Excerpt provided →
>>>

# The Central Limit Theorem

Tutorial https://www.hackerrank.com/challenges/s10-the-central-limit-theorem-1/tutorial

The central limit theorem states that under certain (fairly common) conditions, the sum of many random variables will have an approximately normal distribution.

https://en.wikipedia.org/wiki/Normal_distribution#Central_limit_theorem

For large n, the distribution of sample sums $S_n$ is close to normal distribution N ($\mu', \sigma'$) where:
$$\mu' = n . \mu$$
$$\sigma' = \sqrt{n} . \sigma$$

### Exercise

In [7]:
'''Standardized Z'''
import math

max_load = 9800 # max load can be transported (pounds)
n = 49 # number of box

# Box weight follows distribution ~ (mean = 205, stdev = 15)
mean = 205 # per box (pounds)
stdev = 15 # per box(pounds)

<<<

Recorded data →
>>>

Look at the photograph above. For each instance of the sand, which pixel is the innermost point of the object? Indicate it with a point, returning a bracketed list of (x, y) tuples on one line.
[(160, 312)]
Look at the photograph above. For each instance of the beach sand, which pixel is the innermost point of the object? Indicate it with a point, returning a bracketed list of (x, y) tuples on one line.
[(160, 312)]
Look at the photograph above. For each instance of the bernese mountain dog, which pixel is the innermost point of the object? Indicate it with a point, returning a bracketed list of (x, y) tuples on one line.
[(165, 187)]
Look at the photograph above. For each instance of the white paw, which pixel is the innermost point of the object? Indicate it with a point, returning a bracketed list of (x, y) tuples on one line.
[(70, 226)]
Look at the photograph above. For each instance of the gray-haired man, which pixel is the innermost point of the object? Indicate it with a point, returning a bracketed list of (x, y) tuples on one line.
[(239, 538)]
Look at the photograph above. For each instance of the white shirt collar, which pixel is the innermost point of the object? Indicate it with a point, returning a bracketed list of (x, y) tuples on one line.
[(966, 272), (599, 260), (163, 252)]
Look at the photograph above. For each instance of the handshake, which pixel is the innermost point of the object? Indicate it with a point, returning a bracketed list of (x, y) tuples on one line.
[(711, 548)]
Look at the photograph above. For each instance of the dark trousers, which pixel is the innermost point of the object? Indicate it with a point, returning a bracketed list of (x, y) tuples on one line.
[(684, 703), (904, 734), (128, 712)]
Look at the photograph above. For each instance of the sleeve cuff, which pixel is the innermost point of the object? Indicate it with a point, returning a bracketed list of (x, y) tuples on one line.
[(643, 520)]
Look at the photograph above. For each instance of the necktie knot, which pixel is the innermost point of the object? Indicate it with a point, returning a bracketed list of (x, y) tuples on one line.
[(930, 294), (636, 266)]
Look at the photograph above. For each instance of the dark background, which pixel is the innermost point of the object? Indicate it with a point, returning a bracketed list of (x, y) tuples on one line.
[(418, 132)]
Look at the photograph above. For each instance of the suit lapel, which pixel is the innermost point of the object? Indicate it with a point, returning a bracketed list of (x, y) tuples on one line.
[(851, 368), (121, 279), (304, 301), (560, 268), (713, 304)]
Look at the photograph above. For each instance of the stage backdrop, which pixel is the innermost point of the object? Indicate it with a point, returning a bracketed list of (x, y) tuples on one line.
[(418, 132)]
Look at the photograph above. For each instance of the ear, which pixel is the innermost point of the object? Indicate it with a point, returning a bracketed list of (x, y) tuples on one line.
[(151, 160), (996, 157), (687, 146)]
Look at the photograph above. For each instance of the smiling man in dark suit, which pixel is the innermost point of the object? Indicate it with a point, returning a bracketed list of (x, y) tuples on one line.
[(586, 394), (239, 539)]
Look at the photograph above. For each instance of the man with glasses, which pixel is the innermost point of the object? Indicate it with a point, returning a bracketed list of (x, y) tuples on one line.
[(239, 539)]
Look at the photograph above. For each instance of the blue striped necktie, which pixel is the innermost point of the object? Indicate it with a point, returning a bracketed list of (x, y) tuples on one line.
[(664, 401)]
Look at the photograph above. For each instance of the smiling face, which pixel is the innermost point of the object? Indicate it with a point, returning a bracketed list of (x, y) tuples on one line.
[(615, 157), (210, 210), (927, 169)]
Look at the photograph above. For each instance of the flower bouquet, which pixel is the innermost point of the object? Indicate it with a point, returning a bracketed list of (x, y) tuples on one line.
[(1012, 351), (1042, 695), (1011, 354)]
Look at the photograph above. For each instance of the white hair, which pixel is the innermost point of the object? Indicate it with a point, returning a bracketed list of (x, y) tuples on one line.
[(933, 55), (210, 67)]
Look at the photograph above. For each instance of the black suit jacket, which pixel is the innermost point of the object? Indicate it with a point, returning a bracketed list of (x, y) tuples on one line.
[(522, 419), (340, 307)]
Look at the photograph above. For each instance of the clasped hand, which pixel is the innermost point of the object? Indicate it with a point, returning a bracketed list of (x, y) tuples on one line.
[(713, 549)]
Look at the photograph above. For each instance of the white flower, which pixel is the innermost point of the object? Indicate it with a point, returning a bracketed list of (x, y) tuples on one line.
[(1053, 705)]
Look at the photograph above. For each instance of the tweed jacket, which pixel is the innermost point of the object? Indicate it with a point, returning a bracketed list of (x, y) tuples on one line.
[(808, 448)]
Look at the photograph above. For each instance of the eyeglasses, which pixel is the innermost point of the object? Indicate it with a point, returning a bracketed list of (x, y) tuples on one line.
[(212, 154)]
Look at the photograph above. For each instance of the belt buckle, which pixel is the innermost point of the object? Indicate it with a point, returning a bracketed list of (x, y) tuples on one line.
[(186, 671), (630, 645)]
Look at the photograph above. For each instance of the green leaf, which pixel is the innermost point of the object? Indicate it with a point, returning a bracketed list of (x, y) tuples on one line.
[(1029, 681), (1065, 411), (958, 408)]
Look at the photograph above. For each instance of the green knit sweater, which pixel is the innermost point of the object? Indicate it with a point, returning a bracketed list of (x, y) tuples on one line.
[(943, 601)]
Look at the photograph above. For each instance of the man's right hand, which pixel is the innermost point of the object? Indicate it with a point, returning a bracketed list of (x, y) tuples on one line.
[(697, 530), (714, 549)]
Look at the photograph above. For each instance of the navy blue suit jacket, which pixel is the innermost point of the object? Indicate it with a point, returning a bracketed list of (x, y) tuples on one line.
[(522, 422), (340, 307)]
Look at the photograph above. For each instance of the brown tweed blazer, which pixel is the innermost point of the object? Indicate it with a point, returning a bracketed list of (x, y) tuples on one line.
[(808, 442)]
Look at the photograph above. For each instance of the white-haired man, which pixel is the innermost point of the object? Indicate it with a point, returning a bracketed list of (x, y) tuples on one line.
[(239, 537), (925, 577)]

<<<

Written exercise 1 →
Decide whether each statement agrees with the central limit theorem tutorial. Answer yes or no for each, and quote the words from the tutorial that settle it.
(a) The theorem holds only under rare conditions.
(b) The exercise sets the number of boxes to 49.
(c) The exercise gives each box a mean weight of 205 pounds.
Written exercise 2 → Carry the central limit theorem tutorial forward from the point where it ends.

Expected answer 1 →
(a) No: "under certain (fairly common) conditions, the sum of many random variables will have an approximately normal distribution"
(b) Yes: "n = 49 # number of box"
(c) Yes: "mean = 205 # per box (pounds)"

Expected answer 2 →
# for sum S (of all 49 boxes) is close to normal distribution with (MEAN, STDEV) where:
MEAN = mean * n
STDEV = stdev * math.sqrt(n)

# Standardize z to make a standard nomal distribution ~(0,1)
z = (max_load - MEAN) / STDEV

def phi(x):
    'Cumulative distribution function for the standard normal distribution'
    return (1.0 + math.erf(x / math.sqrt(2.0))) / 2.0

# Probability that elevator can safely transport all 49 boxes (Weight of 49 boxes is below max_load)
result = phi(z)
print(round(result, 4))

0.0098


### Exercise II

In [3]:
import math
'''question'''
# number of student
n = 100
# number of ticket per student ~ (mean = 2.4, stdev = 2.0)
mean = 2.4
stdev = 2.0
# number of ticket left
left = 250
# what is the probability that all 100 students will be able to purchase tickets?
'''answer'''
# Sum ticket of n students (S variable ~ (MEAN, STDEV))
MEAN = n * mean
STDEV = math.sqrt(n) * stdev
standardized_S = (left - MEAN) / STDEV
# standardized_S ~ standard normal distribution ( mean = 0, stdev = 1)

def phi(x):
    'Cumulative distribution function for the standard normal distribution'
    return (1.0 + math.erf(x / math.sqrt(2.0))) / 2.0

print(round(phi(standardized_S),4))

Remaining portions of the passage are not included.